> Exercises:
• 1. In the forum thread on teacher burnout, how long has the opening poster been teaching?
• 2. Name every physical or emotional symptom that the opening post of the teacher burnout forum thread lists in its first sentence.
• 3. In the teacher burnout forum thread, why did the final commenter stop teaching?

Discussion in 'Personal' started by soapboxgirl, Nov 4, 2010.

  1. Don't know where to start really - I've been teaching for nearly 4 years now and I am feeling thoroughly burnt out, constantly tired, headaches, don't sleep at night etc. I'm not posting for sympathy, I just don't know how to deal with this. I'm taking 100mg of Prozac per day and although I don't really feel depressed as such, I am struggling with the pressure of work and the constant stress we've been put under for the last year. We've just undergone our 3rd inspection of the year and we're not even a school that is in special measures. My doctor is telling me that I should find anthother job (believe me, I've been looking for some time) or consider going part time. I feel that if something doesn't give soon, I'm going to end up on long term sick leave, but fear having that on my employment record. Any advice from anyone would be appreciated.
     
  2. Don't know where to start really - I've been teaching for nearly 4 years now and I am feeling thoroughly burnt out, constantly tired, headaches, don't sleep at night etc. I'm not posting for sympathy, I just don't know how to deal with this. I'm taking 100mg of Prozac per day and although I don't really feel depressed as such, I am struggling with the pressure of work and the constant stress we've been put under for the last year. We've just undergone our 3rd inspection of the year and we're not even a school that is in special measures. My doctor is telling me that I should find anthother job (believe me, I've been looking for some time) or consider going part time. I feel that if something doesn't give soon, I'm going to end up on long term sick leave, but fear having that on my employment record. Any advice from anyone would be appreciated.
     
  3. angiebabe

    angiebabe New commenter

    Prioritise. Don't try to do everything - nobody else is believe me. Do what YOU think the children need and some of what SLT want you to do to keep them 'happy/off your back'.
    This is my philopsophy. I still get stressed but not as bad as I used to be. Its easy to become overwhelmed and yes I don't sleep that great (dream about work quite a bit and wake up thinking about how I can do this, that and the other better) but it appears to be part and parcel of the job if you are dedicated to your pupils.
    Take care of yourself.
     
  4. Richie Millions

    Richie Millions New commenter

    To be harsh you have been given the best advice by your Doctor but you are deciding not to take it. If you need Prozac to get you through the day something is wrong. A breakdown is around the corner and will not help your long term future. Take stock of what is really important to you and make life changing decisions for your future happiness. Good luck x
     
  5. Having struggled through my NQT year and second year in teaching while taking antidepressants, I made a decision to stop teaching.I was barely coping, resented the amount of time it took away from my hobbies and barely kept up with the basics. So whilee it was a hard decision, it has definitely been the right one for me. I am off the ADs, feel calm and content much of the time and I'm doing the things I want to do with my time.

> Source excerpt:
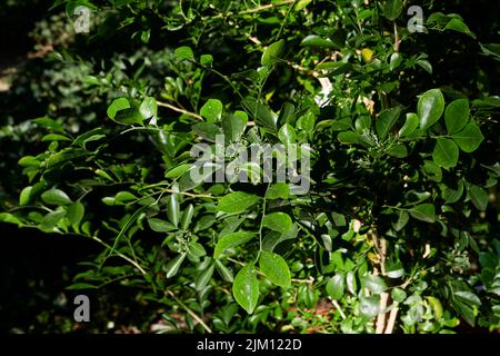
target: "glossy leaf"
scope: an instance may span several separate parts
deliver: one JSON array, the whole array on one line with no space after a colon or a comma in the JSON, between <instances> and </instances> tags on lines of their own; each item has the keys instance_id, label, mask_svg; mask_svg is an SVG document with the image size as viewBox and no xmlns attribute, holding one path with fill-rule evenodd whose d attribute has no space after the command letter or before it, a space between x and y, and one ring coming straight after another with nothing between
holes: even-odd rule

> Complete answers:
• 1. Nearly 4 years.

• 2.
- Feeling thoroughly burnt out
- Constantly tired
- Headaches
- Not sleeping at night

• 3. The commenter had struggled through the NQT year and second year while taking antidepressants and was barely coping. The commenter also resented how much time teaching took from hobbies and barely kept up with the basics.